------ TASK INPUTS
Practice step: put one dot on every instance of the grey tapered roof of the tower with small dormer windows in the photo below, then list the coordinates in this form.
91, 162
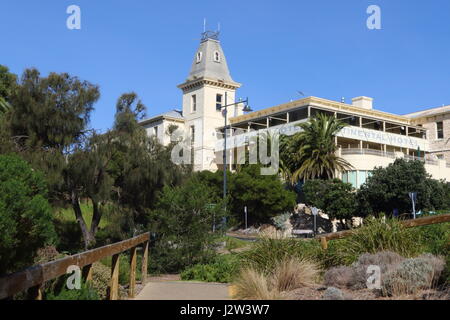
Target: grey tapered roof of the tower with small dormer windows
209, 61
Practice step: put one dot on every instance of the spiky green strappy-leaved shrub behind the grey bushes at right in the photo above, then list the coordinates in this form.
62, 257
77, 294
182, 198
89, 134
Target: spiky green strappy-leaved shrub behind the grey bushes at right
377, 235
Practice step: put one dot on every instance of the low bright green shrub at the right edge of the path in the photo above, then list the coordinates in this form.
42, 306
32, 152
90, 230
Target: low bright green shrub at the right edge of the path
223, 270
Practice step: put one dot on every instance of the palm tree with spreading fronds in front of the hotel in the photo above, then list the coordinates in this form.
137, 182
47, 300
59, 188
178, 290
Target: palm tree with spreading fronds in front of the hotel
311, 154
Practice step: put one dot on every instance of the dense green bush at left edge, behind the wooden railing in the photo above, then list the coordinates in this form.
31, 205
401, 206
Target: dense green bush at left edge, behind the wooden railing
25, 214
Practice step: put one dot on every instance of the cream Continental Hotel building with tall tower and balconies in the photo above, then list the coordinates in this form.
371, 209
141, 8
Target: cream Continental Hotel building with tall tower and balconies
372, 138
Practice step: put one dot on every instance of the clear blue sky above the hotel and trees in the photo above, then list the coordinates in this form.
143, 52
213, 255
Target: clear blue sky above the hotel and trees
275, 48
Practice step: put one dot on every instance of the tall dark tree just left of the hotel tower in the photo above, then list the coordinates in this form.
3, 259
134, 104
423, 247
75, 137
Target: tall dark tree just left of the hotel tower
140, 164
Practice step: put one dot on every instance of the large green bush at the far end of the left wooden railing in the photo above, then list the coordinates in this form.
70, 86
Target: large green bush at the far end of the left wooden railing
182, 225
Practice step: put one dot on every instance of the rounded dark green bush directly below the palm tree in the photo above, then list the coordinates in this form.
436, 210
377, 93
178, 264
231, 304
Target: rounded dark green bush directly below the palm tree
334, 197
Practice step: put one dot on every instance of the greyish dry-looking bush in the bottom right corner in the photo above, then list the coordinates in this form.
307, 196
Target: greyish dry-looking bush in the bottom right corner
412, 275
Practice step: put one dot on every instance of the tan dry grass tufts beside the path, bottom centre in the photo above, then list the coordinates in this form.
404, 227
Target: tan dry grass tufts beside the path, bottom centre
------------
### PROBLEM TO WORK ON
From the listing above, pick out each line where the word "tufts" appears.

### RESPONSE TO THE EXERCISE
Practice step: put one dot on every instance of the tan dry grass tufts beside the path, bottom centre in the photo above, then list the coordinates in this form.
Target: tan dry grass tufts beside the path, bottom centre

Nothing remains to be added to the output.